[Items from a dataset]
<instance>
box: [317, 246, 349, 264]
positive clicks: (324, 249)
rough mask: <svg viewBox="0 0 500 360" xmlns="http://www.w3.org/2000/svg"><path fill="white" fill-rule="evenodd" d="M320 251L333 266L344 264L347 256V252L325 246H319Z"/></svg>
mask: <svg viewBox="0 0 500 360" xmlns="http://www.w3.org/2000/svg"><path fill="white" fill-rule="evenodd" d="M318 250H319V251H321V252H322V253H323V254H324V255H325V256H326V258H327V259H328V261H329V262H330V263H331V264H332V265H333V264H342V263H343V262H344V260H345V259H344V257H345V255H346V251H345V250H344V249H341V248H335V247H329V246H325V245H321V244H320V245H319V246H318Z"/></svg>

> What this task involves:
Arrange every line of the listing above as a numbered list, skipping any blank lines.

> Written response:
1. <instance>
2. box: [317, 246, 349, 264]
3. positive clicks: (324, 249)
4. rough mask: <svg viewBox="0 0 500 360" xmlns="http://www.w3.org/2000/svg"><path fill="white" fill-rule="evenodd" d="M320 251L333 266L344 264L347 256V252L325 246H319Z"/></svg>
5. mask: <svg viewBox="0 0 500 360" xmlns="http://www.w3.org/2000/svg"><path fill="white" fill-rule="evenodd" d="M318 250H319V251H321V252H322V253H323V254H324V255H325V256H326V258H327V259H328V261H329V262H330V263H331V264H332V265H333V264H342V263H343V262H344V260H345V259H344V257H345V255H346V251H345V250H344V249H341V248H335V247H329V246H325V245H321V244H320V245H319V246H318Z"/></svg>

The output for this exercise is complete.